*Written exercise:*
Lay out the records below as a two-column CSV with the header record_text,answer and one row per record. Put the record's text and its answer each in its own quoted field, with line breaks turned into spaces.

━━━━━ Data in this exercise ━━━━━

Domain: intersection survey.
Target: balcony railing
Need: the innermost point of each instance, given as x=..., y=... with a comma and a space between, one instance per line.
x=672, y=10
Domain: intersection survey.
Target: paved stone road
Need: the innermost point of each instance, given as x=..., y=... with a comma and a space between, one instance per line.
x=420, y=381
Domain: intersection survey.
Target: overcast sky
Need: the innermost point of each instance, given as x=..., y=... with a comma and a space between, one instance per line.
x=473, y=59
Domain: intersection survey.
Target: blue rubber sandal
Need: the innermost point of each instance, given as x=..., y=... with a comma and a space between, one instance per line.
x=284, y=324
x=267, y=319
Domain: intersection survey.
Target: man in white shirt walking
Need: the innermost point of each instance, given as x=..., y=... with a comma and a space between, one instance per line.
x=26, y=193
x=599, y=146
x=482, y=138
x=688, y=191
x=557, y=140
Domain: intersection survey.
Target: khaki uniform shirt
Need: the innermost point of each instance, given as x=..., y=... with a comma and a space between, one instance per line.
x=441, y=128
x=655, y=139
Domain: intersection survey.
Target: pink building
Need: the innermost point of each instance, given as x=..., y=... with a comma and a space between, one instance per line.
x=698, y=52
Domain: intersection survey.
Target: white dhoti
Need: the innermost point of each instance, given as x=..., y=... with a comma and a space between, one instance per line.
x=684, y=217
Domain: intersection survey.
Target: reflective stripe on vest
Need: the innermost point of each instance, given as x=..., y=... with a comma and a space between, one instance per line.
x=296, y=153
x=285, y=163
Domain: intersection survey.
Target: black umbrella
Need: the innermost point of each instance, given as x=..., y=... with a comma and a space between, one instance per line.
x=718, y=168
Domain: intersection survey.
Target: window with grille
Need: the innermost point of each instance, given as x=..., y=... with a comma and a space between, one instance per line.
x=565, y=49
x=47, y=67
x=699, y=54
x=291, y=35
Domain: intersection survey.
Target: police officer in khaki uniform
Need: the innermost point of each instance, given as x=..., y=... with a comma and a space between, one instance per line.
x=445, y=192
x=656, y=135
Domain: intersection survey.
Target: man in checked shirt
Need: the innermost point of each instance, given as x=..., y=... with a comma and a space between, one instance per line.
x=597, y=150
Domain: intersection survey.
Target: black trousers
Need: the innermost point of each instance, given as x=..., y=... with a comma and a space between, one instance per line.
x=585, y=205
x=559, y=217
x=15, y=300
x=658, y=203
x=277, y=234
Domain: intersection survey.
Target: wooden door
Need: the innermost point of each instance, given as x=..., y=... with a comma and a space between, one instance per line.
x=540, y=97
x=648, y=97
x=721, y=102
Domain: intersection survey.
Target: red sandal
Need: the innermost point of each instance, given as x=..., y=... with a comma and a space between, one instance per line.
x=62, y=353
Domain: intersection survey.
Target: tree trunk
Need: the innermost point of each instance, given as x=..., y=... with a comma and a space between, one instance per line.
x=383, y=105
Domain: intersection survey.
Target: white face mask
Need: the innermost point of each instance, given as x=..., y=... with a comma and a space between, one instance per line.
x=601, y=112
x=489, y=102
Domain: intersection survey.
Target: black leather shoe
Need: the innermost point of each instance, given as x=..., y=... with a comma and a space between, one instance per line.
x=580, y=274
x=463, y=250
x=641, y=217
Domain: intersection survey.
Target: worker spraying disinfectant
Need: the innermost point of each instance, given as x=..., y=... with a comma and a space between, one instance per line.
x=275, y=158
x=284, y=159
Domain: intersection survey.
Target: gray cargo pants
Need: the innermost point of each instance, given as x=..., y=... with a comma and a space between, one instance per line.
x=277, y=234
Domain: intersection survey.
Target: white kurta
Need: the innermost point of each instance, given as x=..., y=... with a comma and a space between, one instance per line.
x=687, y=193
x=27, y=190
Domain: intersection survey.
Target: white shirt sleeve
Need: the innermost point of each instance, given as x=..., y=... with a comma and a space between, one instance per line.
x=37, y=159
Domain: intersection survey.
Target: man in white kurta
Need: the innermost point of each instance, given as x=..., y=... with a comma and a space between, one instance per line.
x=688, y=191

━━━━━

*Response to this task:*
record_text,answer
"Domain: intersection survey. Target: balcony railing Need: the innermost point of each instance, given as x=..., y=... with a comma and a space between, one instance per line.","x=672, y=10"
"Domain: intersection survey. Target: paved stone road Need: the innermost point of each instance, given as x=..., y=... with a comma and a space between, one instance per line.","x=420, y=381"
"Domain: intersection survey. Target: overcast sky Need: the innermost point of each instance, given as x=..., y=... with a comma and a space between, one instance per line.","x=473, y=59"
"Domain: intersection survey. Target: blue rubber sandal Need: the innermost point of each instance, given as x=..., y=... with a comma and a space between, one instance per line.","x=284, y=324 x=267, y=319"
"Domain: intersection survey. Target: man in white shirt walking Need: the innermost point of each instance, given as x=..., y=... with a comma and a space between, one instance per line.","x=26, y=193 x=599, y=146 x=482, y=138 x=688, y=191 x=557, y=140"
"Domain: intersection survey. Target: khaki uniform shirt Need: the innermost point of each instance, given as x=..., y=... with a comma and a space between, one instance per line.","x=441, y=128 x=655, y=139"
"Domain: intersection survey. Target: pink building Need: the innermost point of each instance, given as x=..., y=... with a comma and a space between, one instance per line.","x=698, y=52"
"Domain: intersection survey. Target: white dhoti Need: the innermost point of each instance, given as x=..., y=... with a comma and a space between, one instance per line.","x=684, y=217"
"Domain: intersection survey. Target: reflective stripe on vest Need: the innermost point of each instance, given as x=..., y=... with a comma and a space between, one instance per line.","x=296, y=153 x=285, y=163"
"Domain: intersection survey. Target: black umbrella Need: the innermost point of each instance, given as x=..., y=... with a comma and a space between, one instance per line.","x=718, y=168"
"Domain: intersection survey. Target: window with grille Need: the innermost point of each instance, given as x=..., y=... with a comma and a space between, one instance per line.","x=565, y=49 x=47, y=67 x=699, y=54 x=291, y=35"
"Domain: intersection survey. Target: police officer in khaki uniform Need: the innermost point of each instance, given as x=..., y=... with a comma and a space between, one instance per line.","x=445, y=192 x=656, y=135"
"Domain: intersection survey. Target: man in checked shirt Need: the innermost point of each instance, given as x=..., y=... with a comma and a space between, one instance per line.","x=597, y=150"
"Domain: intersection survey. Target: black trousers Need: the innermost point of each instance, given as x=..., y=... with a comma and a space between, one instance per line.","x=585, y=205 x=559, y=217 x=15, y=300 x=658, y=203 x=277, y=234"
"Domain: intersection survey. Target: wooden door Need: the innermost point of each instance, given as x=..., y=... with a comma and a space between, one instance per line.","x=540, y=97 x=648, y=97 x=721, y=102"
"Domain: intersection survey. Target: red sandal Need: the innermost point of each instance, given as x=..., y=... with a comma and a space between, one instance per line.","x=62, y=353"
"Domain: intersection survey. Target: tree trunk Need: the innermost point of each instance, given as x=..., y=... with a comma and a space between, one instance per line.","x=383, y=105"
"Domain: intersection survey. Target: white face mask Need: the innermost point of each instance, given as x=..., y=... with a comma and a space between, one instance per line.","x=601, y=112 x=489, y=102"
"Domain: intersection survey. Target: black leather shoe Need: the innermost point of each instance, given as x=..., y=... with a comma and a space between, one instance per line.","x=580, y=274 x=463, y=250 x=641, y=217"
"Domain: intersection survey. Target: worker spraying disinfectant Need: the innermost point of each instance, given as x=..., y=... with a comma and a space between, one instance per line.","x=275, y=158 x=284, y=159"
"Domain: intersection survey. Target: gray cargo pants Need: the innermost point of each instance, given as x=..., y=... with a comma and a space between, one instance per line.","x=277, y=234"
"Domain: intersection survey. Target: white kurta Need: the innermost point of each instance, given as x=..., y=... with a comma and a space between, one instance per line.","x=687, y=193 x=27, y=190"
"Domain: intersection survey. Target: white shirt sleeve Need: the innermost point of each instance, given as x=..., y=... with a comma and a space between, one instance per line.","x=37, y=159"
"Domain: intersection survey. Target: man in white kurta Need: the innermost point of each instance, given as x=..., y=... with a comma and a space between, one instance per line.","x=688, y=191"